Request ▸ Put the stretch of lines from the one containing "Segment every instance of the **clear" through the one containing "154 244 L 160" into a Markdown table with the columns Row and Line, omitting any blank lines.

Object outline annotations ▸
***

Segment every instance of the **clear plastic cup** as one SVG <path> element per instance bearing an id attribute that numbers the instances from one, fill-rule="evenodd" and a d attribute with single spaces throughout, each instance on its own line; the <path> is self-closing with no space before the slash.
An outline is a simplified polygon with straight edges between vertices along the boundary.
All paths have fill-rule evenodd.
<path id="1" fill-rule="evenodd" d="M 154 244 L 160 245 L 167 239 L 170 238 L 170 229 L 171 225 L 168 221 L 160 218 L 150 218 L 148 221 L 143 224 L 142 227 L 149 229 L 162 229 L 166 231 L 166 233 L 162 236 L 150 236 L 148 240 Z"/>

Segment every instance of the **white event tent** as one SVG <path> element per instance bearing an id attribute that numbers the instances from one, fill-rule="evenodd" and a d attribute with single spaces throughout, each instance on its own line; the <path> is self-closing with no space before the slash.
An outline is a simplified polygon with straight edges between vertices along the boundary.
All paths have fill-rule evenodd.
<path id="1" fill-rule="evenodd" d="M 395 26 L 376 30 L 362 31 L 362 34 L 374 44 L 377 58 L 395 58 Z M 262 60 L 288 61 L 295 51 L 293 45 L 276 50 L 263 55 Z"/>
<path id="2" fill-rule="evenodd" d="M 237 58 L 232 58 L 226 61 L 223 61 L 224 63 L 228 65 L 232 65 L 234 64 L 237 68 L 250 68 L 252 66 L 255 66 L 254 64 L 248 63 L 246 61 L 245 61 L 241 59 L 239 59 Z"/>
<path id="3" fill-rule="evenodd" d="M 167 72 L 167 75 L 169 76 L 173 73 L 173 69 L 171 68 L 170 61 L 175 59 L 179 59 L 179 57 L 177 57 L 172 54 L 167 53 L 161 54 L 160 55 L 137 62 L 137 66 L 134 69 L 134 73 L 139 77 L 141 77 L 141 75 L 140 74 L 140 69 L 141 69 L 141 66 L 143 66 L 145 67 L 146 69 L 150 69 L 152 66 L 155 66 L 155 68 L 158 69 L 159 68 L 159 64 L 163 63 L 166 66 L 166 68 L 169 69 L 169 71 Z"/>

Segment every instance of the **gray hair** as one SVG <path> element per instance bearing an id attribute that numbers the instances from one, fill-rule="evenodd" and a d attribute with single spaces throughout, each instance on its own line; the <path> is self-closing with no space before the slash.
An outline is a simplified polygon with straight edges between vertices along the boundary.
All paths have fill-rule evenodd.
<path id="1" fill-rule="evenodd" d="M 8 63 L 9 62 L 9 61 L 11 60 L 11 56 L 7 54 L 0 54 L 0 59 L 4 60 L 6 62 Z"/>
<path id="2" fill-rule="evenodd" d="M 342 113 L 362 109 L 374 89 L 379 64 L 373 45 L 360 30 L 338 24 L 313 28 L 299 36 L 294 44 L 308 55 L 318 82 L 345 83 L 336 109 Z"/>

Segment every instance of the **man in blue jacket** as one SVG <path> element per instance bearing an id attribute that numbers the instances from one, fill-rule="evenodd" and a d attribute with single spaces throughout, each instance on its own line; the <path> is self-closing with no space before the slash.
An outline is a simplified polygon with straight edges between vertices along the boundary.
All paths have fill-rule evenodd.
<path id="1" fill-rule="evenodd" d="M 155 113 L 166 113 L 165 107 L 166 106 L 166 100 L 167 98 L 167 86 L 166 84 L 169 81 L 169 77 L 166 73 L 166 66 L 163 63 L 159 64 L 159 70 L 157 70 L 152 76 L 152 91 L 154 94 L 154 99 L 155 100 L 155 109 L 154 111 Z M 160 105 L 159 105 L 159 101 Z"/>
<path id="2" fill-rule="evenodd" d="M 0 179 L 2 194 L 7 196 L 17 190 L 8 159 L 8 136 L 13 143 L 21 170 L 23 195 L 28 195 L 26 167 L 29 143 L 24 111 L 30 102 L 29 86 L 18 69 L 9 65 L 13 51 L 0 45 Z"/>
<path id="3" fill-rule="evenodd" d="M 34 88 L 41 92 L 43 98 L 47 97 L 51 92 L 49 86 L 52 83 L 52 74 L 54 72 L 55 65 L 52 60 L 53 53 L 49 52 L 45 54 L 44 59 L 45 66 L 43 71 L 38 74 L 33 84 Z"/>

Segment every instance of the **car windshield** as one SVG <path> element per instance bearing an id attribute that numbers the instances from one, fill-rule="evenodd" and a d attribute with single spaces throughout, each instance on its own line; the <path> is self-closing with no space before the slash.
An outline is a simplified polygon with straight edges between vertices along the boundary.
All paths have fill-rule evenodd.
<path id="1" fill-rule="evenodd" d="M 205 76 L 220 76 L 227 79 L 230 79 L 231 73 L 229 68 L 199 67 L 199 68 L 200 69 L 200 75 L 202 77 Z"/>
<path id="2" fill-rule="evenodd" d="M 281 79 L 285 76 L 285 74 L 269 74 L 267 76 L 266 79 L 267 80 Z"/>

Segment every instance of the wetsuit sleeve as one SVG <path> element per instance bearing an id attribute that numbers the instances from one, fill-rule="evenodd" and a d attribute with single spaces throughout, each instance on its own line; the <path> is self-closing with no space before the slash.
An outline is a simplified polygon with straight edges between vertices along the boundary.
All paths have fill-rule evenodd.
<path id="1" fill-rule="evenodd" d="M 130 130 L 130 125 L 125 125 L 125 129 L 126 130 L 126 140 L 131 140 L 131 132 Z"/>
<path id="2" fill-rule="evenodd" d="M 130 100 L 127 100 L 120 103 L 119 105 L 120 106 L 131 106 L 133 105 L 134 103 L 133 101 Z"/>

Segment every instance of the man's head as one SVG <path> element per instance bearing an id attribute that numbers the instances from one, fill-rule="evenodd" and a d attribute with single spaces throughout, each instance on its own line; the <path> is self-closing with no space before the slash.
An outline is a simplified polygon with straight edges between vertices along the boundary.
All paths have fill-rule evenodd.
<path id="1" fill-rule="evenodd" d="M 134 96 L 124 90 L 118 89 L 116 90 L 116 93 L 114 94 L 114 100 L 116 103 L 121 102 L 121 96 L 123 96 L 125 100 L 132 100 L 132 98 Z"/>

***

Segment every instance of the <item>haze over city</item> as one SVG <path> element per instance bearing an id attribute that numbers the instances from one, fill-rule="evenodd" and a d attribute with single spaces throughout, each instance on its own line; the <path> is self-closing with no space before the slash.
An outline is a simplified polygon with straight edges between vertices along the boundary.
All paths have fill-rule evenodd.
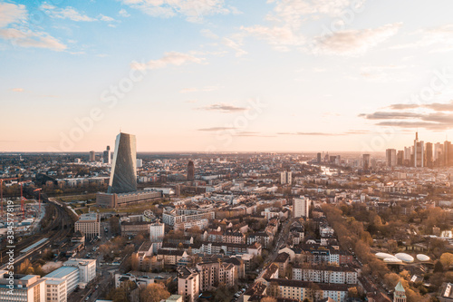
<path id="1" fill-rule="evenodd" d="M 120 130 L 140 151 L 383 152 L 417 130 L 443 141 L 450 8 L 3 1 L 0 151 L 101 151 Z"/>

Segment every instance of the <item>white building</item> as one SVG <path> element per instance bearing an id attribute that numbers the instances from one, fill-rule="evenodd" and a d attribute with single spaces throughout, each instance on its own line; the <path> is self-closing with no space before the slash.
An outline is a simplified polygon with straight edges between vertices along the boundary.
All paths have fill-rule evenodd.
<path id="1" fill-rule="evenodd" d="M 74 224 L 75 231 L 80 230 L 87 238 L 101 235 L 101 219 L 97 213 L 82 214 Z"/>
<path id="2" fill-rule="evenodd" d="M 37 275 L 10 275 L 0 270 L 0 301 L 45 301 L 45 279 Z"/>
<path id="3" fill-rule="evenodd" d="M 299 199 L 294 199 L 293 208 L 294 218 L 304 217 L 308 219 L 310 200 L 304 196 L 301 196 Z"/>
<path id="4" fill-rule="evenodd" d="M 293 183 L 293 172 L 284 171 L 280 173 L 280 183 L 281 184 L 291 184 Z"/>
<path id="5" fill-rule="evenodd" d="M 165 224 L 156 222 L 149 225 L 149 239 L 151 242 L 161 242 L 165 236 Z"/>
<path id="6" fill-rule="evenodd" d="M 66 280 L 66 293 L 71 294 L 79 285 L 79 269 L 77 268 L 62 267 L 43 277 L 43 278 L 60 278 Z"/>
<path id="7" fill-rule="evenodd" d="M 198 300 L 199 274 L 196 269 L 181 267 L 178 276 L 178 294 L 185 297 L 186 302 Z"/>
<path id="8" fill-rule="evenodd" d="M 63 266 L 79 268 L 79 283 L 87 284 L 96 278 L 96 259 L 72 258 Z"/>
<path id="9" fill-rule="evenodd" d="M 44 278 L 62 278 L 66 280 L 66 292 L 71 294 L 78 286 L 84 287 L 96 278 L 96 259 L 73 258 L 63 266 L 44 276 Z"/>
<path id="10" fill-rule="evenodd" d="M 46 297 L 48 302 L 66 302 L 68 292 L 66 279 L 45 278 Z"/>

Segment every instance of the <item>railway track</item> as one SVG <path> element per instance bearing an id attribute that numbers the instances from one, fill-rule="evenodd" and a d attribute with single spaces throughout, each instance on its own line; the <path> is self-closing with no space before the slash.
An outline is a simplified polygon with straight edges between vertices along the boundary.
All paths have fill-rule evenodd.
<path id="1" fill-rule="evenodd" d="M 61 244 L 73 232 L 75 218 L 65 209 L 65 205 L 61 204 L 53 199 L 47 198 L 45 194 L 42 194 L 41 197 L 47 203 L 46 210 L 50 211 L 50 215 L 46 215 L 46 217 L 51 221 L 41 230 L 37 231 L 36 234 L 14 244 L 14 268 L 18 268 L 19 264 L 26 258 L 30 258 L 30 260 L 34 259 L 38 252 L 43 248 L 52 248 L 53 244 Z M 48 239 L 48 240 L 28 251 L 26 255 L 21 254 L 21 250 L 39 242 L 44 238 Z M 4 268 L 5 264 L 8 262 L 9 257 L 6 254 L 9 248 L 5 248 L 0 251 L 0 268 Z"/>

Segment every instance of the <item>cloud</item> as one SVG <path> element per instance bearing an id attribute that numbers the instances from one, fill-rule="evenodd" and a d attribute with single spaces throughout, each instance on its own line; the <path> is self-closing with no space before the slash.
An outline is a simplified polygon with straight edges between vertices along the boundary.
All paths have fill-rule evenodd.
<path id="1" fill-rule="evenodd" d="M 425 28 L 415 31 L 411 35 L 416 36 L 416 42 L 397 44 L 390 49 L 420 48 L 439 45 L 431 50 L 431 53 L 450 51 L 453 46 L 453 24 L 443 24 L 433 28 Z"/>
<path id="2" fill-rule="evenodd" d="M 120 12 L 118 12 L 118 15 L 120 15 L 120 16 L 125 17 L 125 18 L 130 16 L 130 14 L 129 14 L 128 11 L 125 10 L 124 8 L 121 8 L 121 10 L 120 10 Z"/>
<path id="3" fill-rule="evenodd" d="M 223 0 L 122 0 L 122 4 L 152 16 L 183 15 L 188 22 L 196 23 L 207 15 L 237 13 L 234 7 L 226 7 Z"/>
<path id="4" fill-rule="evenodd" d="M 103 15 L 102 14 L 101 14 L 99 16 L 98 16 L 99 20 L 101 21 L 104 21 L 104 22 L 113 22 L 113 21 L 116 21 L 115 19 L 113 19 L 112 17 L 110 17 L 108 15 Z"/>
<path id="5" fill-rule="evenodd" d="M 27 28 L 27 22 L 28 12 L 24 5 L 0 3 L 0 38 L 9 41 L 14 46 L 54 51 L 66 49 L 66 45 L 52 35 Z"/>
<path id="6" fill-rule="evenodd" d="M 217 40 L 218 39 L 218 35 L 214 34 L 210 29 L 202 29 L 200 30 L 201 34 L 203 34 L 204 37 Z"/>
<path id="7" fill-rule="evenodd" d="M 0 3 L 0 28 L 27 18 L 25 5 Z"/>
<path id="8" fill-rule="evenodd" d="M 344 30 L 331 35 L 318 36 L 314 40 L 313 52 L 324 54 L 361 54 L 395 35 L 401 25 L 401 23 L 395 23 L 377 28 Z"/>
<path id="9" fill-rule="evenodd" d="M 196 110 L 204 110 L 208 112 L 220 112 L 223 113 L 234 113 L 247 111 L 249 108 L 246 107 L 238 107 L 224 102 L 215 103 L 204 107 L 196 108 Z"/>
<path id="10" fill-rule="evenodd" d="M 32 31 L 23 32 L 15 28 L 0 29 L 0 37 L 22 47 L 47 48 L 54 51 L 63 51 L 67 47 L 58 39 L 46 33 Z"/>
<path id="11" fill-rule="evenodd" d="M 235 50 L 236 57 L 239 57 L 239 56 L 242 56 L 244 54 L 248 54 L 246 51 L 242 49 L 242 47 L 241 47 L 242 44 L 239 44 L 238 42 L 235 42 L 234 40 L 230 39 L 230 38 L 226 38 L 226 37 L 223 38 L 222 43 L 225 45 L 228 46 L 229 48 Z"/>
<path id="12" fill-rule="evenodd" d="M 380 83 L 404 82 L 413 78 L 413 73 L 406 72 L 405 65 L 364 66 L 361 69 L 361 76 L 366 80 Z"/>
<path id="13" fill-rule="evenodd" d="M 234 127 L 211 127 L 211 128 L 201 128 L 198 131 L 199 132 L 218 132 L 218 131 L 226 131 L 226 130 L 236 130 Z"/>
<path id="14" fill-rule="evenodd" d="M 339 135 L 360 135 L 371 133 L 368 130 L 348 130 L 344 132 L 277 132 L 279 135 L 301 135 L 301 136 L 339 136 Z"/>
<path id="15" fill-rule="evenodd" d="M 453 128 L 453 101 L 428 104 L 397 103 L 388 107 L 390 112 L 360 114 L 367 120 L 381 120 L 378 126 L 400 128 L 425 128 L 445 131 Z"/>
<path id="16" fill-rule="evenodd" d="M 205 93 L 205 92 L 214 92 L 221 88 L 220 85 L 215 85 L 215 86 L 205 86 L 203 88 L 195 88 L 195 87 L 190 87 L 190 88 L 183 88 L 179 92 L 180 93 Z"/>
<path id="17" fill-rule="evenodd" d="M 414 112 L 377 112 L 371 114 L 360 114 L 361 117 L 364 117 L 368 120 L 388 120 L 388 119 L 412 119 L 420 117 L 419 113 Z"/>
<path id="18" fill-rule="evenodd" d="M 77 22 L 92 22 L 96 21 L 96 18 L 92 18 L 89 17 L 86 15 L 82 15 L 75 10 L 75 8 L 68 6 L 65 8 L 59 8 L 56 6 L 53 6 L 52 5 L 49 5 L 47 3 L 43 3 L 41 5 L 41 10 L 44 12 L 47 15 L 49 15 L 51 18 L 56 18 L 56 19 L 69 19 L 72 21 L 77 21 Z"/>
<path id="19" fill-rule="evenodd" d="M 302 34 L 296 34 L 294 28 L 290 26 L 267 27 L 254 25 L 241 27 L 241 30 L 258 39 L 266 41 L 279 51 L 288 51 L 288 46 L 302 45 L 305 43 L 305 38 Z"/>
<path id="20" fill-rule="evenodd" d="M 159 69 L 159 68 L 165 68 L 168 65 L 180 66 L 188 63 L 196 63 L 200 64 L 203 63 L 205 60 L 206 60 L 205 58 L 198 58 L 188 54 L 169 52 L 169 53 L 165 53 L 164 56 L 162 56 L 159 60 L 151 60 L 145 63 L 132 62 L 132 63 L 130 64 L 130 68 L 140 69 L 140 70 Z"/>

***

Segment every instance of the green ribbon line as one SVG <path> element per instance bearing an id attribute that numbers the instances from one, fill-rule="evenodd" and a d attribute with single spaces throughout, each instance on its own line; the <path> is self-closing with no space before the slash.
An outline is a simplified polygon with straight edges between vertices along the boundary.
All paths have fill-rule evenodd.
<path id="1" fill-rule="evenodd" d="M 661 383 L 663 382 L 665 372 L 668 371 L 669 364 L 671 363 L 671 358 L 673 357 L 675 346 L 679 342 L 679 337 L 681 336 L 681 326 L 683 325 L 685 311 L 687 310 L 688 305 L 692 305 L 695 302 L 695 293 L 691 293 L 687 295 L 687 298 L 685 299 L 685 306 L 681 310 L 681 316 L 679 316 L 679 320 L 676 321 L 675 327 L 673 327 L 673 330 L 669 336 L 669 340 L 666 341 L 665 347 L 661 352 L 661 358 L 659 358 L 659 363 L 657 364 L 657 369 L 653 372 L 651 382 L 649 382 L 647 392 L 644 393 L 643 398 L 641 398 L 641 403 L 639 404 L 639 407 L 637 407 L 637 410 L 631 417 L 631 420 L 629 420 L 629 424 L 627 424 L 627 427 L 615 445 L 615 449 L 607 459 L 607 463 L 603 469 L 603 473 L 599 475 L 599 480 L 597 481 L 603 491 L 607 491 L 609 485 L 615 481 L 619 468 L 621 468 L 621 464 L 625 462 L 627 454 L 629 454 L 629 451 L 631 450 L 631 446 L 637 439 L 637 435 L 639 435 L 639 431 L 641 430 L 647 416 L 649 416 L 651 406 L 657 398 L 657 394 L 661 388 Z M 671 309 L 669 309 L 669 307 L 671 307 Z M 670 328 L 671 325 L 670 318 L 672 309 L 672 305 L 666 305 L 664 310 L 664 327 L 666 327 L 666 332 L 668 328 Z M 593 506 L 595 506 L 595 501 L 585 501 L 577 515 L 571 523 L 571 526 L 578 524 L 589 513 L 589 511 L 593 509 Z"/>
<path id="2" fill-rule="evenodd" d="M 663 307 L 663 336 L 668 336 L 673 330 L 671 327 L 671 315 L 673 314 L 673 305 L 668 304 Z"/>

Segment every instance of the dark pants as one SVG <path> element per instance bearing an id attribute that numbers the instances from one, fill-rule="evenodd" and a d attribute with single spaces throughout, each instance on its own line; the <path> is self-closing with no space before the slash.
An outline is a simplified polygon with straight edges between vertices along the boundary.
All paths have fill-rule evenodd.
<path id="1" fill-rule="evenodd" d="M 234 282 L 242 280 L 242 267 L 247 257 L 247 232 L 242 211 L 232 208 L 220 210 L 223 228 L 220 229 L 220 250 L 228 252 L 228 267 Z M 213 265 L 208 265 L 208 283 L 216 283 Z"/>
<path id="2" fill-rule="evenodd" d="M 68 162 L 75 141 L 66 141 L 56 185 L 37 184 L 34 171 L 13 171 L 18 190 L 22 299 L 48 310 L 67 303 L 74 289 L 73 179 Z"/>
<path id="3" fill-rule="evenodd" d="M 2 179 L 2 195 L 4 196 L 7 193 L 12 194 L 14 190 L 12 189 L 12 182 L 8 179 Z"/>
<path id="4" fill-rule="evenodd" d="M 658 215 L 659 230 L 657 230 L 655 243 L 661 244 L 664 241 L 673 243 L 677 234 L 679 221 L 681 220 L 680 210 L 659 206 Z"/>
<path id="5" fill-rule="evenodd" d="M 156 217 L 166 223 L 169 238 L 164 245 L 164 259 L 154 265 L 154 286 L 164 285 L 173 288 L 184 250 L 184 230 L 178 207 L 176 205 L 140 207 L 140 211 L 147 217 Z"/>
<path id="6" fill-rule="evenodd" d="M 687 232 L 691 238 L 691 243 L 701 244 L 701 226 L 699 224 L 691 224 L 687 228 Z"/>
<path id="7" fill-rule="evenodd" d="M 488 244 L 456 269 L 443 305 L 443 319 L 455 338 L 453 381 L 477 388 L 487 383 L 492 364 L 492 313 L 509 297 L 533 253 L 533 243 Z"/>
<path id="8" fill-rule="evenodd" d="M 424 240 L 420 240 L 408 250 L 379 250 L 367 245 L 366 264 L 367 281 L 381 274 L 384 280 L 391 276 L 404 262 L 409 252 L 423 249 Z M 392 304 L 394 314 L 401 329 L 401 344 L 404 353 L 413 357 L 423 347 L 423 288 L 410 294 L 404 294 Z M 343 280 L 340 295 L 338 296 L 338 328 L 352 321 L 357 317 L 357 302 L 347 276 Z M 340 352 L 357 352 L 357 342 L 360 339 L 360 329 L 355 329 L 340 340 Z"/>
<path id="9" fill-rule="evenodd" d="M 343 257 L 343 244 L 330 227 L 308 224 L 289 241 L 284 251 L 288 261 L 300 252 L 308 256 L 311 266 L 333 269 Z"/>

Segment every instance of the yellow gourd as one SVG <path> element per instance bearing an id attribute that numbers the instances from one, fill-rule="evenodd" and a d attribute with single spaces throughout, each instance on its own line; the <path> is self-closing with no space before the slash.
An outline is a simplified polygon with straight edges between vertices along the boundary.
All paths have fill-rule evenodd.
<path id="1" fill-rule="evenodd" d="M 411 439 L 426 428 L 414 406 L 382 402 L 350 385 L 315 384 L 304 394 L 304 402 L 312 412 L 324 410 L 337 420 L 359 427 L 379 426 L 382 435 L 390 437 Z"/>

***

Solution ▸
| Row | Line |
|---|---|
| 1 | Segment every instance of the **clear plastic cup** as one SVG <path> element per instance bearing an id attribute that numbers the instances from one, fill-rule="evenodd" and a d attribute with single spaces throughout, each instance on its own line; the <path> is self-closing with no space before the slash. |
| 2 | An outline is a simplified polygon with straight edges between vertices along the boundary. |
| 3 | All paths have fill-rule evenodd. |
| 4 | <path id="1" fill-rule="evenodd" d="M 154 244 L 160 245 L 167 239 L 170 238 L 170 229 L 171 225 L 168 221 L 160 218 L 150 218 L 148 221 L 143 224 L 142 227 L 149 229 L 162 229 L 166 231 L 166 233 L 162 236 L 150 236 L 148 240 Z"/> |